Reproduce textualmente todas las líneas que aparecen a continuación.

===

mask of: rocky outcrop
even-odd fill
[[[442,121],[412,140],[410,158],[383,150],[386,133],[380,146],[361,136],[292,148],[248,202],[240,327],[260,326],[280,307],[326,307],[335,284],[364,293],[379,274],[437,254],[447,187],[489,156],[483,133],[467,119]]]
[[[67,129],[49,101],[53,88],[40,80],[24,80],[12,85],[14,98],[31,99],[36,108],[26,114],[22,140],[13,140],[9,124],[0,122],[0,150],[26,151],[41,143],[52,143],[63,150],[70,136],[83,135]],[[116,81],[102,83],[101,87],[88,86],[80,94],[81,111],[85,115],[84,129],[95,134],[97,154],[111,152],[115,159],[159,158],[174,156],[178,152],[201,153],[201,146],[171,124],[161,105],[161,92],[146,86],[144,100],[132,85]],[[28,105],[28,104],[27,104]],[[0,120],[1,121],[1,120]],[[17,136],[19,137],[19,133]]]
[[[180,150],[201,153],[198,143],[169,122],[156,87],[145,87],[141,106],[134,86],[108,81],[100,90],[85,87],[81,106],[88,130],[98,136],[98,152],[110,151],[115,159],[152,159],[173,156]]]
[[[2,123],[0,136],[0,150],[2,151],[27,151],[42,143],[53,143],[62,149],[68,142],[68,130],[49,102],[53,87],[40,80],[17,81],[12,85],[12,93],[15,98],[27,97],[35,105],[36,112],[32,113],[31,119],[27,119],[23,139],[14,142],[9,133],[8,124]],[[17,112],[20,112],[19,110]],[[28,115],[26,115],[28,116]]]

===

RESPUESTA ESCRITA =>
mask of: rocky outcrop
even-odd fill
[[[442,121],[412,140],[410,158],[383,150],[386,133],[380,146],[361,136],[292,148],[248,202],[240,327],[260,326],[280,307],[326,307],[335,284],[364,293],[379,274],[437,254],[447,187],[489,156],[483,133],[467,119]]]
[[[67,129],[49,101],[53,88],[40,80],[24,80],[12,85],[14,98],[31,99],[36,108],[26,114],[22,140],[13,140],[9,124],[0,122],[0,150],[26,151],[41,143],[52,143],[63,150],[70,136],[83,135]],[[116,81],[102,83],[101,87],[88,86],[80,94],[81,111],[85,115],[84,129],[95,134],[97,154],[111,152],[115,159],[159,158],[174,156],[178,152],[201,153],[201,146],[171,124],[161,105],[161,92],[146,86],[144,100],[132,85]],[[28,105],[28,104],[27,104]],[[0,120],[1,121],[1,120]],[[17,136],[19,137],[19,133]]]
[[[180,150],[201,153],[198,143],[169,122],[156,87],[145,87],[141,106],[134,86],[108,81],[100,90],[85,87],[81,106],[88,130],[98,136],[98,152],[110,151],[115,159],[152,159],[173,156]]]
[[[2,123],[0,136],[0,150],[2,151],[27,151],[42,143],[53,143],[62,149],[68,142],[68,130],[49,102],[53,87],[40,80],[17,81],[12,85],[12,93],[15,98],[27,97],[35,105],[36,112],[32,113],[31,119],[27,119],[23,139],[14,142],[9,133],[8,124]],[[17,112],[20,112],[19,110]],[[28,115],[26,115],[28,116]]]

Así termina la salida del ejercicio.